→ Excerpted passage:
◇ ◇ ◇
117 N Genois

Dear New Orleanians,

The demolition process – such as it was pre-Gustav – has gone completely off the rails.

For those of you not familiar with the story, here’s the nickel version. Four days after Gustav hit on Labor Day, Mayor Nagin issued an executive order – claiming powers under a state of emergency – suspending the operations of the Neighborhood Conservation District Committee (NCDC). This is the committee tasked with reviewing demolitions from individuals and the city to ensure that the city’s historic fabric will not be negatively impacted. The Committee also often catches errors in the city’s applications for demolitons, such as incorrect addresses or lack of notice to homeowners or the fact that the property is already demolished.

In issuing the order, Mayor Nagin claimed he was attempting to speed demolitions of properties damaged by Gustav. He claimed the extra step of Committee review would slow the recovery from Gustav.

There’s two problems with that though: 1) His Safety & Permits department was already in the process of issuing over 100 “imminent danger of collapse” (IDC) permits on properties severely damaged by Gustav; and 2) Those IDC permits are specifically exempted – by law – from review by the Committee.

Nonetheless, Safety & Permits started handing out additional “executive order” permits. Those other permits that got issued specifically under this executive order were on properties that related to Katrina – or perhaps to nothing at all (some appear to not be candidates for demolition for any reason). They had nothing to do with Gustav. The mayor’s real justification for the executive order appears to simply be impatience, not any actual emergency.

About 50 of these “executive order” permits were issued. Most went to the city, while a few went to private individuals for properties that would have almost certainly had their applications rejected by the Committee. The majority were for properties that were due to be reviewed the day after Gustav struck. others were on properties that had been deferred, withdrawn, or even denied at previous Committee meetings.
◇ ◇ ◇
List each kind of error in the city's demolition applications that the letter above says the Committee often catches.

(Pointing records)
◇ ◇ ◇
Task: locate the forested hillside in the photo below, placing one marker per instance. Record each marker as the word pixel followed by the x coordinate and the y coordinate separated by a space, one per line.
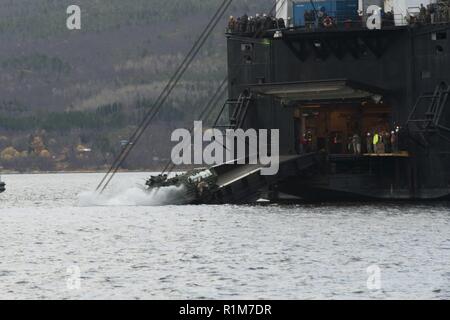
pixel 75 90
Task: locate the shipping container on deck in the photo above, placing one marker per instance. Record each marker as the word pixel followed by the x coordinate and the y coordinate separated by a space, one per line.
pixel 339 10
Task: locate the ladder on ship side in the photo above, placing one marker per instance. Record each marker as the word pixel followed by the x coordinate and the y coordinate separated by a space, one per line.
pixel 425 119
pixel 240 109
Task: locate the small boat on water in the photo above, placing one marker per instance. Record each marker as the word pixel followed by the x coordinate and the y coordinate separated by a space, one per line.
pixel 196 186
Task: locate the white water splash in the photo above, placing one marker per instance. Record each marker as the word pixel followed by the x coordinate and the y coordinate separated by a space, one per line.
pixel 132 197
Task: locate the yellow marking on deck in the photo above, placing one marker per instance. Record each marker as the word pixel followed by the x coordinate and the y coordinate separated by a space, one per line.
pixel 402 154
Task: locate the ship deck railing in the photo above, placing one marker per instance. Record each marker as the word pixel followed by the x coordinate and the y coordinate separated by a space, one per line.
pixel 397 21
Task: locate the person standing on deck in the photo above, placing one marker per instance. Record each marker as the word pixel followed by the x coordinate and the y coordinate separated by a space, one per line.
pixel 369 143
pixel 356 142
pixel 375 141
pixel 394 142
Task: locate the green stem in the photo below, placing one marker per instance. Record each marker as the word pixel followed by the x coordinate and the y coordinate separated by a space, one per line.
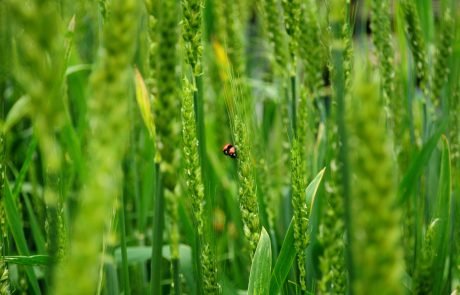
pixel 124 252
pixel 199 117
pixel 293 104
pixel 198 264
pixel 157 234
pixel 205 172
pixel 175 266
pixel 338 81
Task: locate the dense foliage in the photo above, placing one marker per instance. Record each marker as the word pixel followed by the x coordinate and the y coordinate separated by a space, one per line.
pixel 229 147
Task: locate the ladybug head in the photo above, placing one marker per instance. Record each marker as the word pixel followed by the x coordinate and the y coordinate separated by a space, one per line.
pixel 226 148
pixel 232 152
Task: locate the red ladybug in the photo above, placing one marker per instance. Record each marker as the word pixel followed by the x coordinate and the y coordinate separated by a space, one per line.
pixel 229 150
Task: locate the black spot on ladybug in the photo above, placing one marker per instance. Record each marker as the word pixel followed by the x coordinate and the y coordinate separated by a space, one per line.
pixel 229 150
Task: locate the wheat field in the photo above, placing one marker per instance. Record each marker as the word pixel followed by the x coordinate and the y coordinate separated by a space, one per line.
pixel 229 147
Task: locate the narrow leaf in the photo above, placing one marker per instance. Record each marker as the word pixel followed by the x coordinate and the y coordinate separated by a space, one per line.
pixel 143 101
pixel 417 166
pixel 259 277
pixel 287 254
pixel 28 260
pixel 15 225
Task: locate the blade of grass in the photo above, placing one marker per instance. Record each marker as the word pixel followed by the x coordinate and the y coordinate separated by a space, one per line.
pixel 36 229
pixel 417 166
pixel 443 212
pixel 157 234
pixel 259 277
pixel 16 227
pixel 288 253
pixel 123 246
pixel 25 167
pixel 28 260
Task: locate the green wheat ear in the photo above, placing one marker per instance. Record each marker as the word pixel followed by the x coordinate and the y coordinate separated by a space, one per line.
pixel 196 189
pixel 106 145
pixel 247 185
pixel 381 32
pixel 191 33
pixel 167 113
pixel 417 42
pixel 376 237
pixel 423 274
pixel 443 53
pixel 301 211
pixel 277 37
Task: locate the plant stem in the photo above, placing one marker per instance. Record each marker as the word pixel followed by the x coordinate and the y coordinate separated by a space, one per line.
pixel 124 252
pixel 157 234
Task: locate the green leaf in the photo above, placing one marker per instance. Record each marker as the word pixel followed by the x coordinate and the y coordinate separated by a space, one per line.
pixel 442 212
pixel 287 254
pixel 259 277
pixel 417 166
pixel 19 110
pixel 15 225
pixel 141 254
pixel 28 260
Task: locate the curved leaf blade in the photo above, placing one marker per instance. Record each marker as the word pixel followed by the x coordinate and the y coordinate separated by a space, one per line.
pixel 259 277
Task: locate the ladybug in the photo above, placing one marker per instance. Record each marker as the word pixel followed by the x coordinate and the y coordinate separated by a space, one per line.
pixel 229 150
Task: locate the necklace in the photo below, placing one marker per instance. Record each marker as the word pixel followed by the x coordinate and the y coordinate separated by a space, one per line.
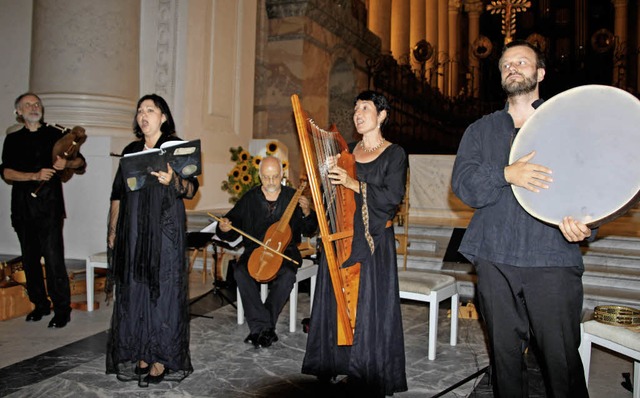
pixel 375 148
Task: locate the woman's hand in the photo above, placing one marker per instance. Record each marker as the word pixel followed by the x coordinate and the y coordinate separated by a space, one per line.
pixel 339 176
pixel 164 177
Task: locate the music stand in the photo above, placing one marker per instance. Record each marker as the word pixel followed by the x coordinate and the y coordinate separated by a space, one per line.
pixel 211 238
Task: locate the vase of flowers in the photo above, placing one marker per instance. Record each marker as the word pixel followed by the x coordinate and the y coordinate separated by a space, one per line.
pixel 243 176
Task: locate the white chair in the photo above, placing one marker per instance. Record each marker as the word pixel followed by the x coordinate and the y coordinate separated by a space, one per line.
pixel 97 260
pixel 308 270
pixel 431 288
pixel 615 338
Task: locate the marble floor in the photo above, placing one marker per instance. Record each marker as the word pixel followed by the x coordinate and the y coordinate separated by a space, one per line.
pixel 41 362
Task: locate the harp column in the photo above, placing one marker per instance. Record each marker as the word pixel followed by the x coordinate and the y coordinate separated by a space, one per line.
pixel 454 53
pixel 417 33
pixel 380 22
pixel 431 37
pixel 474 9
pixel 443 45
pixel 621 8
pixel 400 30
pixel 84 61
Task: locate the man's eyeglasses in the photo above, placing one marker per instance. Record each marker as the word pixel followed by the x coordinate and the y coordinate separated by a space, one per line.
pixel 35 105
pixel 270 178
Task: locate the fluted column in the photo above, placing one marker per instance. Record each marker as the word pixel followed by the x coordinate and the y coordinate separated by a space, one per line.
pixel 380 22
pixel 84 61
pixel 443 44
pixel 417 22
pixel 620 31
pixel 400 30
pixel 454 47
pixel 474 9
pixel 431 30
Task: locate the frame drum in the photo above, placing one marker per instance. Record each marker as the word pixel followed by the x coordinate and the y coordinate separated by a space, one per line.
pixel 589 136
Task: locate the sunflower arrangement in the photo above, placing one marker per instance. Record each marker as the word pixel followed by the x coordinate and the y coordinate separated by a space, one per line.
pixel 243 176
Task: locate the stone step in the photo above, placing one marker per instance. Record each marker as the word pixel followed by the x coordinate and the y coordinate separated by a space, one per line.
pixel 616 242
pixel 618 277
pixel 602 295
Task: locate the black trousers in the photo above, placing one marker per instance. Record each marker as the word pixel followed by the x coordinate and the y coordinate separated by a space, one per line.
pixel 544 301
pixel 262 316
pixel 43 238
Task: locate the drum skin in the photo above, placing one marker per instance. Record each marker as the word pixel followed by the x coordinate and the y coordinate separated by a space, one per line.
pixel 589 136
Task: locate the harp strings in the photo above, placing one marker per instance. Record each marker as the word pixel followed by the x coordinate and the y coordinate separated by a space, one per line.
pixel 326 150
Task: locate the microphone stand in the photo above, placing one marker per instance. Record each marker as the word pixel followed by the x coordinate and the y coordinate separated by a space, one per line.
pixel 215 290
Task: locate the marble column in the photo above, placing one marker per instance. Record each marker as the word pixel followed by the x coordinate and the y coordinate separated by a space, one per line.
pixel 84 61
pixel 454 47
pixel 380 22
pixel 400 30
pixel 431 30
pixel 621 8
pixel 417 27
pixel 443 45
pixel 474 9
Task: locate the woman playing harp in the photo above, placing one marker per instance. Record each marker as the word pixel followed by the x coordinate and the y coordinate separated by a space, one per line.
pixel 375 363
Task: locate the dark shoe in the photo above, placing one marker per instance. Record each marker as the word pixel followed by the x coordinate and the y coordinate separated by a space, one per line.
pixel 267 337
pixel 151 379
pixel 253 339
pixel 38 313
pixel 141 371
pixel 60 320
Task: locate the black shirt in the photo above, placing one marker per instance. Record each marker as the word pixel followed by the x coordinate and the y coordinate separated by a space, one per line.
pixel 28 152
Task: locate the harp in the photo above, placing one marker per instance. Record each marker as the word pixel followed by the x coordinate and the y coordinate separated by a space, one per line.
pixel 335 206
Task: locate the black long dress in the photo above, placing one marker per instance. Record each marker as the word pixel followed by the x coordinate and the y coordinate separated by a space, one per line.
pixel 148 264
pixel 376 359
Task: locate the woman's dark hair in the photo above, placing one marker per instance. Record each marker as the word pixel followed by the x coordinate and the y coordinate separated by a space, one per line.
pixel 168 127
pixel 379 101
pixel 541 62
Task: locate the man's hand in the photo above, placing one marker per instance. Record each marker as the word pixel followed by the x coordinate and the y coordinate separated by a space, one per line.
pixel 44 174
pixel 303 202
pixel 224 224
pixel 574 231
pixel 527 175
pixel 60 163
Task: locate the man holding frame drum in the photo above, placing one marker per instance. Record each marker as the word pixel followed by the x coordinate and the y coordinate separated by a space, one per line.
pixel 529 272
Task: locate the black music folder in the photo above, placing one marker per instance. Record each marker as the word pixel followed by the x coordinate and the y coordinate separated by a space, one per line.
pixel 183 156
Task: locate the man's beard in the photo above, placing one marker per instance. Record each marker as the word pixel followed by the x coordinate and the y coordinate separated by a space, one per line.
pixel 516 88
pixel 272 188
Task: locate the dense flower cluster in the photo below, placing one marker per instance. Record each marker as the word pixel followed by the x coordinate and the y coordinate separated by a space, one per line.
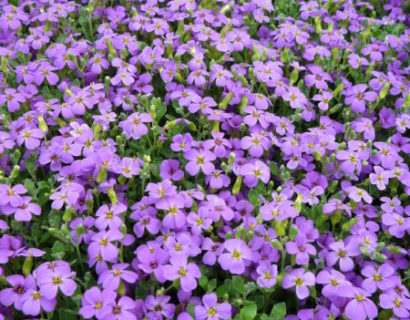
◇ ◇ ◇
→ Correct output:
- Incorrect addresses
- Lack of notice to homeowners
- The property is already demolished